Copy out the lines below, swapping "catenary" for "contact" and keeping everything else the same.

Data shown.
● ● ●

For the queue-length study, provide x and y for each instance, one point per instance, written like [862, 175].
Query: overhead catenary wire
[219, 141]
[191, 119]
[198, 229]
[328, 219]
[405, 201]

● ● ●

Response to the exercise.
For the queue-length study, provide x and y for each instance, one point per instance, written like [862, 175].
Query: overhead contact wire
[219, 141]
[191, 119]
[198, 229]
[328, 219]
[405, 201]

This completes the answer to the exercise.